### Set problem A
Reproduce the passage of the solar energy text that starts at "Solar is leading" and ends at "in solar generation.".

### Given text
--------------------------------

We are now in mid-June, the peak period for solar energy generation. After analyzing market dynamics over the first five months of the year, I found it interesting to present some graphs illustrating the impact of solar energy in Germany and propose some reflections. The larger impact of solar this year is unsurprising given that while demand has remained relatively stable over the past year, solar capacity has continued its rapid progression. Meanwhile, flexibility in the energy market has not increased at the same rate, making it clear that solar is set to mark 2024 (and the years to come).
Let’s explore.
The rapid rise of solar
The rise of solar has been spectacular. Here is an abstract from the Global Electricity Review 2024 of Ember.
Solar is leading the energy revolution. It was the fastest-growing source of electricity generation for the 19th year in a row, and surpassed wind to become the largest source of new electricity for the second year running. Indeed, solar added more than twice as much new electricity as coal in 2023. The record surge in installations at the very end of 2023 means that 2024 is set for an even larger increase in solar generation.
The graph below illustrates global growth, showing no signs of slowing down. We can anticipate 2024 to set new records.

--------------------------------

### Given data
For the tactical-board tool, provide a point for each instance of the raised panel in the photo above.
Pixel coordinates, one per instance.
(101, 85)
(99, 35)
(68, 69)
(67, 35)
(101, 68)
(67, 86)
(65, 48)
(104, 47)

--------------------------------

### Set problem B
Format every line of the entries above as a numbered list, leaving out blank lines.

### Complete response A
Solar is leading the energy revolution. It was the fastest-growing source of electricity generation for the 19th year in a row, and surpassed wind to become the largest source of new electricity for the second year running. Indeed, solar added more than twice as much new electricity as coal in 2023. The record surge in installations at the very end of 2023 means that 2024 is set for an even larger increase in solar generation.

### Complete response B
1. For the tactical-board tool, provide a point for each instance of the raised panel in the photo above.
2. Pixel coordinates, one per instance.
3. (101, 85)
4. (99, 35)
5. (68, 69)
6. (67, 35)
7. (101, 68)
8. (67, 86)
9. (65, 48)
10. (104, 47)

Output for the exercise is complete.